[Source records]
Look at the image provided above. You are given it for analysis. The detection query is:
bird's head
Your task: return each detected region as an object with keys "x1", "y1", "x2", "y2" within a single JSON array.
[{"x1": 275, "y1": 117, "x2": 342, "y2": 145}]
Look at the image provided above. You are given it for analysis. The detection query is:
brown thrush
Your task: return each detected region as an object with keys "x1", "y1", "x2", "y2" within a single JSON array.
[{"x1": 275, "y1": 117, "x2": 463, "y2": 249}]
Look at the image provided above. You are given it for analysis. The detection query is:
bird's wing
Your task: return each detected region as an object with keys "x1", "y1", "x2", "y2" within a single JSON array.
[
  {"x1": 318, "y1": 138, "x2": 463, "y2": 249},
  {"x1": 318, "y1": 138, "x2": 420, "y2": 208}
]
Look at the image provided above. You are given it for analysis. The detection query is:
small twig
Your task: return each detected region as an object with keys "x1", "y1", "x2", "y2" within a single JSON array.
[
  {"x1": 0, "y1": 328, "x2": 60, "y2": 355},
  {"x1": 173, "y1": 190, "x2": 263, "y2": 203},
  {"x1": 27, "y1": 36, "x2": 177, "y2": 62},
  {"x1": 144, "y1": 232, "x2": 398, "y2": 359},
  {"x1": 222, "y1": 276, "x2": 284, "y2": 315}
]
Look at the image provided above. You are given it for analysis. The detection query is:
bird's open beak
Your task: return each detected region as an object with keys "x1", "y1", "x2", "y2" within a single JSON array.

**TASK INSTRUCTIONS**
Locate every line of the material above that contains the string "bird", treating uppercase and lowercase as distinct, and copy each such line in full.

**FULL SOLUTION**
bird's head
bird's wing
bird's open beak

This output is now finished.